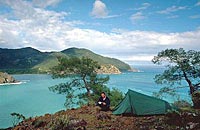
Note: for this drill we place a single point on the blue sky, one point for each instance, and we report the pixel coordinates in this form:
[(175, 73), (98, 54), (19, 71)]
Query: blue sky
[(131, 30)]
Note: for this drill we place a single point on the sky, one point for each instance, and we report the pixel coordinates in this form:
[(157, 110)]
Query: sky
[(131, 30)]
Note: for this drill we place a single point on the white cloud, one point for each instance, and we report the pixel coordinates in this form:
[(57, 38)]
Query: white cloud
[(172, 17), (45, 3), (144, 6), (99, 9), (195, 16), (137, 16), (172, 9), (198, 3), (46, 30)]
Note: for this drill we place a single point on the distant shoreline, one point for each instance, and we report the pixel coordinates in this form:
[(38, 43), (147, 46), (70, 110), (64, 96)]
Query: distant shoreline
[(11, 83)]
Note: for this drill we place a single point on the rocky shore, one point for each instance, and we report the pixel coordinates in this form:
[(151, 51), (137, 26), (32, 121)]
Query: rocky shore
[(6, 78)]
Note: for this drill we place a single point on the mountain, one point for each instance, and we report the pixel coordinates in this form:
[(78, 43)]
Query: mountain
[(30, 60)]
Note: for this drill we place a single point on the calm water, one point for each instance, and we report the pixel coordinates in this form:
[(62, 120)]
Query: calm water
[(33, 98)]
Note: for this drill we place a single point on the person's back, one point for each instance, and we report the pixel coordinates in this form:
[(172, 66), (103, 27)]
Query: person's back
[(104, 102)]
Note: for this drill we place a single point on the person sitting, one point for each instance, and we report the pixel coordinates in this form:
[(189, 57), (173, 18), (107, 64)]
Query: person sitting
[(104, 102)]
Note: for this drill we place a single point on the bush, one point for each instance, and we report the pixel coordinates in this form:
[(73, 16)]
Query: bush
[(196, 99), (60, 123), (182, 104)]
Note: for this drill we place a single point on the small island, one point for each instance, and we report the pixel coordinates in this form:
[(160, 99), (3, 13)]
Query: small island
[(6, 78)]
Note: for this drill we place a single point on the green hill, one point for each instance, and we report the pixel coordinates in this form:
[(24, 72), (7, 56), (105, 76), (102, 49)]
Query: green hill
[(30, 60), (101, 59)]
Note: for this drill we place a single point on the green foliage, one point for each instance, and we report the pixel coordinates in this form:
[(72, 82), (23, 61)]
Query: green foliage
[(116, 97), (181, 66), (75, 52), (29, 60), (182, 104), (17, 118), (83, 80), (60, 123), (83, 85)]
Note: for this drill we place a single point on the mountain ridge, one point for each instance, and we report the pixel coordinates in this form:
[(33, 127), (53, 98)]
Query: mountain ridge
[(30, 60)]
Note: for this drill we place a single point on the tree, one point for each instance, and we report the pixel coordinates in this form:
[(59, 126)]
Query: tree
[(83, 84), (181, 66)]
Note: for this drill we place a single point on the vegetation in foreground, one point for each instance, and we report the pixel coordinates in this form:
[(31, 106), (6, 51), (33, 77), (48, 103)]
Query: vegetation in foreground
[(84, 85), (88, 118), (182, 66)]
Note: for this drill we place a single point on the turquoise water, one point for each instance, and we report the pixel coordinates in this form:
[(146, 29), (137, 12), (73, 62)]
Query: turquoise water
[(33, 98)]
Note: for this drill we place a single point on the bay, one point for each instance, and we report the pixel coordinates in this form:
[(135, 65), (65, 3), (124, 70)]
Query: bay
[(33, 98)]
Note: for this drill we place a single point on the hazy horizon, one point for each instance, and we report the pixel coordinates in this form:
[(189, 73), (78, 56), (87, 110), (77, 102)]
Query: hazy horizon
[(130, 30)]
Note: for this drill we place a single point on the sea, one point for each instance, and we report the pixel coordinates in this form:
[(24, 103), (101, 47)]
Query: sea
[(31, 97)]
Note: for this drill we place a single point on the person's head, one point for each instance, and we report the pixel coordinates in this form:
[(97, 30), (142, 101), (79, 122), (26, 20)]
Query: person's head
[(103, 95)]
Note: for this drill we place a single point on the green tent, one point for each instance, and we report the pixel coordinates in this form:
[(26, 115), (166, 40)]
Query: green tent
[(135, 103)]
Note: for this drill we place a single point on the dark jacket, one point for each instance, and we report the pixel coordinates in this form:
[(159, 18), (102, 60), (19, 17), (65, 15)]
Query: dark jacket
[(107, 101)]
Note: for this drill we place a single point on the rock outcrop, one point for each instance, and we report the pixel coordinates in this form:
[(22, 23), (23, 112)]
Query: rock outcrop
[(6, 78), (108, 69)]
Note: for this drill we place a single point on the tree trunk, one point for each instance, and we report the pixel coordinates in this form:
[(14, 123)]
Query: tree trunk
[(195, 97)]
──────
• To do: Reproduce verbatim every line of the records above, starting with the line that contains "on the turquoise" and running through the final line of the records, with both ends included.

• Finished task:
Note: for this drill we place a single point on the turquoise water, one point for each instance, and we report the pixel coordinates in this form:
[(146, 29), (137, 12), (73, 62)]
Query: turquoise water
[(33, 98)]
Note: for this drill we place a single point on the bay, one point for each instance, and we report the pixel coordinates in this form:
[(135, 65), (65, 3), (124, 70)]
Query: bay
[(33, 98)]
Note: for this drill we place a single point on the hazy horizon, one point for each instance, and we report the pixel coordinates in this form:
[(189, 73), (78, 56), (87, 110), (77, 102)]
Query: hazy horizon
[(130, 30)]
Note: for this drill we place a single point on the sea, one point for each instance, and we report the pixel coordinates in this form:
[(24, 103), (101, 47)]
Query: sea
[(31, 97)]
Note: for this drill we place a single point on the person's head, one point for each instance, and we report the pixel coordinates in this form:
[(97, 30), (142, 101), (79, 122), (26, 20)]
Query: person's head
[(103, 95)]
Note: for this drill we place a single point on the green tent, one point for each instance, and we report the pixel coordinates in this form:
[(26, 115), (166, 40)]
Query: green tent
[(135, 103)]
Note: for this drill we place a single point on the dark jacket, one point for each instance, and we report the pixel coordinates in this form:
[(159, 18), (102, 60), (19, 17), (65, 15)]
Query: dark jacket
[(107, 101)]
Note: for this drill we place a single point on the rock outcrop, one point for each instance, and we report the pixel coordinates in this form:
[(22, 23), (23, 112)]
Query: rock outcrop
[(6, 78), (108, 69)]
Note: for this drill we place a single point on the tree trunk, one point for each instance, and we report the pixel coordinates in this form:
[(14, 123)]
Query: tree trunk
[(195, 97)]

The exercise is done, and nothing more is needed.